EXERCISE DIRECTIONS:
Return every line from the one with "You are given a photograph. For the sky" through the one with "You are given a photograph. For the gravel", inclusive, exactly as it appears below.
Segment Open
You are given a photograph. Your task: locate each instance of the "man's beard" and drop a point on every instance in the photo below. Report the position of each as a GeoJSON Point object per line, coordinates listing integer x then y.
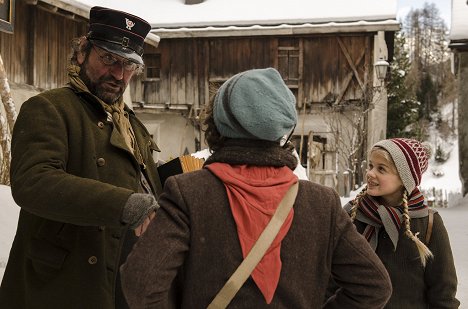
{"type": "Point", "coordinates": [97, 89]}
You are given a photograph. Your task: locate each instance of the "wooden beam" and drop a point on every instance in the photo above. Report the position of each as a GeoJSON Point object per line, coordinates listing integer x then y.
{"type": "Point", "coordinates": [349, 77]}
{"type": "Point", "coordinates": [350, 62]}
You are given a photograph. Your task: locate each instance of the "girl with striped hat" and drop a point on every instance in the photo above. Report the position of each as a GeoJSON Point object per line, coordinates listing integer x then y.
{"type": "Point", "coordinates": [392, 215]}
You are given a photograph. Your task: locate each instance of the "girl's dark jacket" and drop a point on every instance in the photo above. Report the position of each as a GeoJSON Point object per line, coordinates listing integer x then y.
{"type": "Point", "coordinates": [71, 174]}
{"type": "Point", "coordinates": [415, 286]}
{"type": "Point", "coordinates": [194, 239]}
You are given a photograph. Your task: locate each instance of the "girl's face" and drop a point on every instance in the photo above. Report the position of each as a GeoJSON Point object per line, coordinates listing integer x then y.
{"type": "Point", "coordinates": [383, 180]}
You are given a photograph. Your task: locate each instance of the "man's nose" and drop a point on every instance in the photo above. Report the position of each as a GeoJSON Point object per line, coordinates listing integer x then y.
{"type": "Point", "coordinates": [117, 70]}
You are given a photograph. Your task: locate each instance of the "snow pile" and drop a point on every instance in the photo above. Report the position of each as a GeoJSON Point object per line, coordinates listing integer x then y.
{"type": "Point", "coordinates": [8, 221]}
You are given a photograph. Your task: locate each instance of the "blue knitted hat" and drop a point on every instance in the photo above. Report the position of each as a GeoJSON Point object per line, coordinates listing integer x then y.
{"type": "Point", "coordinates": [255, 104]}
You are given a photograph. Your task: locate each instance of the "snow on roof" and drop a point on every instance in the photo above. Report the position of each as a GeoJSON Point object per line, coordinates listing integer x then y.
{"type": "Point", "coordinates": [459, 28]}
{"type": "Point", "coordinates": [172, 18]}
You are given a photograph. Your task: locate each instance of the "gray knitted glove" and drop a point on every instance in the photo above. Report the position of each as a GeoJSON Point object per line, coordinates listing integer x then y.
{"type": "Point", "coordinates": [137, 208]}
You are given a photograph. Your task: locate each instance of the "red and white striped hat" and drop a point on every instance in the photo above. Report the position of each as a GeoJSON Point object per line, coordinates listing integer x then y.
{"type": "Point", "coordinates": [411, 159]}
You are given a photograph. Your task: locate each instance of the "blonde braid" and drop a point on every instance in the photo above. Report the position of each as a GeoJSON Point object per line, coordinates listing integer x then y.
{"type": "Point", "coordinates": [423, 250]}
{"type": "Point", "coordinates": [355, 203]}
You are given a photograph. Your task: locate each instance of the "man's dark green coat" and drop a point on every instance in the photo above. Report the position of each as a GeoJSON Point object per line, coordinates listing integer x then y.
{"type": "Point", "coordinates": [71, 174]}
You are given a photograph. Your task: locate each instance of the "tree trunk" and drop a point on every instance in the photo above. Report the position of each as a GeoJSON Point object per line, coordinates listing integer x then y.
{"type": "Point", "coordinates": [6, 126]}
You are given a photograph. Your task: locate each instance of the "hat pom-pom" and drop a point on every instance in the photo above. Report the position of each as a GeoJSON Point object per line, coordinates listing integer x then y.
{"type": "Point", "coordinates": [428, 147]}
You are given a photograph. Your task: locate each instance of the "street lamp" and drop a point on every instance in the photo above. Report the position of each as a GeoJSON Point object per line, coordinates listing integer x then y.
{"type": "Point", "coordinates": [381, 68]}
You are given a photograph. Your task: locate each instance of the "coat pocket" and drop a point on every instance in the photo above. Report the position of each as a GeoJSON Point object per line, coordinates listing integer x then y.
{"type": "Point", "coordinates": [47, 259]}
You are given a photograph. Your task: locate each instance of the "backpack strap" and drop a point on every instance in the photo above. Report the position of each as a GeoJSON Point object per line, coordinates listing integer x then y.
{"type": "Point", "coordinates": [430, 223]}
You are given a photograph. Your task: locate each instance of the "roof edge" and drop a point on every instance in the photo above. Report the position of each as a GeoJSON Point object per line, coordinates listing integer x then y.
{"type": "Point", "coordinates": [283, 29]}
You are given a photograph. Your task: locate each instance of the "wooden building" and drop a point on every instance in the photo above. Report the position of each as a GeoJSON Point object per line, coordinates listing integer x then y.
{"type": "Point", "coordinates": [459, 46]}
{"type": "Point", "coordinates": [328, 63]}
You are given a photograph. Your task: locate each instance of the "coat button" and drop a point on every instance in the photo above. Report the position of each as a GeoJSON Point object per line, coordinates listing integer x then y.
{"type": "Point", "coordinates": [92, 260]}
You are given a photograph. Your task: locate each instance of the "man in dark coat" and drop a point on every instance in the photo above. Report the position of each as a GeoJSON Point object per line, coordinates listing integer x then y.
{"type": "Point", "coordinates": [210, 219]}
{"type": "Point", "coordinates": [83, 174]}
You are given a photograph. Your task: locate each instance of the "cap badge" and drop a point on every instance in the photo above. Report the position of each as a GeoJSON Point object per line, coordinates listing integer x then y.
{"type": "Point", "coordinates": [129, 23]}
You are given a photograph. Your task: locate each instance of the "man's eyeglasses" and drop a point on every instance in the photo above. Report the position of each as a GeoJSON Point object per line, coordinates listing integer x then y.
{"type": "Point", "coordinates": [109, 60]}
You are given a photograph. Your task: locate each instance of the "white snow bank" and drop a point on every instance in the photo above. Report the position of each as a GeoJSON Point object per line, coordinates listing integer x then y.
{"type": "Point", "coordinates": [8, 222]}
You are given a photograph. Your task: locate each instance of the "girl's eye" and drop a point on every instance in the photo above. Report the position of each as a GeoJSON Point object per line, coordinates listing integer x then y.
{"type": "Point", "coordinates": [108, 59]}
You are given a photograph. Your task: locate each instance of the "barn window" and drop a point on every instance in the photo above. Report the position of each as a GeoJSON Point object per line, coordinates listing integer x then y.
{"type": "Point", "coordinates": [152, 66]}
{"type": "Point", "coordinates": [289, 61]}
Segment Closed
Segment Open
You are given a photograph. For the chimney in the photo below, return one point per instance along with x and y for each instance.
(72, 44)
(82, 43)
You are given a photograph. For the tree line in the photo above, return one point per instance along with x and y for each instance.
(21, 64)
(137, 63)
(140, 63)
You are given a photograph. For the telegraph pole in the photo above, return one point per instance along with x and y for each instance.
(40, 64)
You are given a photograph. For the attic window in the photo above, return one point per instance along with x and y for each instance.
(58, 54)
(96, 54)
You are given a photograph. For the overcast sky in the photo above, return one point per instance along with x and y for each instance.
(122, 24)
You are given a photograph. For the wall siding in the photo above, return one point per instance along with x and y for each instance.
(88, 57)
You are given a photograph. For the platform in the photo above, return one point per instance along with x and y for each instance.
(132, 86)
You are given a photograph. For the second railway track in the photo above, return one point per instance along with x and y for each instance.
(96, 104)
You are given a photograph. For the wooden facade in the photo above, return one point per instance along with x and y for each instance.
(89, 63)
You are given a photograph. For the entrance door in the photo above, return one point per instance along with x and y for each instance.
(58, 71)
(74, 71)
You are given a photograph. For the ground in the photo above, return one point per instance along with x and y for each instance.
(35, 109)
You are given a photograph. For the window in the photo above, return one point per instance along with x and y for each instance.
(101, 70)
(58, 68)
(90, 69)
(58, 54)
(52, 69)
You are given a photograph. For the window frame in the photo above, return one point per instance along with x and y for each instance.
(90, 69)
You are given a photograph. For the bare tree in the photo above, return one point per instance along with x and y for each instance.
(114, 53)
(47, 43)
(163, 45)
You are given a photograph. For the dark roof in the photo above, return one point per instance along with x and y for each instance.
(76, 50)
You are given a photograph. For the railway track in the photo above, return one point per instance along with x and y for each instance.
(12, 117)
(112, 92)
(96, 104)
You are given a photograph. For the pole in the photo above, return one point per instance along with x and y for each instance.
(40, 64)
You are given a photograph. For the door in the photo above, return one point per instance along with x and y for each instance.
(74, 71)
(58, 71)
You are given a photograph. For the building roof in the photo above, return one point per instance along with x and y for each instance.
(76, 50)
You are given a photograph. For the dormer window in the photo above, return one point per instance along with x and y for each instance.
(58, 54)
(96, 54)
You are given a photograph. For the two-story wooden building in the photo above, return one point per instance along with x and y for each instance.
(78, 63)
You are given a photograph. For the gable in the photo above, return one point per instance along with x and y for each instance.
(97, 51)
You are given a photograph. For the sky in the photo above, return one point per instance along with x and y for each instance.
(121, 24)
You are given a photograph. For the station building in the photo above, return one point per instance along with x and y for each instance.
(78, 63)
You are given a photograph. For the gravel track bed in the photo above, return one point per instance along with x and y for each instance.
Segment Closed
RESULT FOR THIS EXERCISE:
You are given a photograph. For the sky in the photo above, return one point per instance along with x and y for each instance.
(121, 24)
You are given a photograph. For the station building in the photo above, return one point per instance along with x and y for each instance.
(78, 63)
You are given a photograph. For the gravel track bed in the photo above, return one point per instance along with x and y for each instance.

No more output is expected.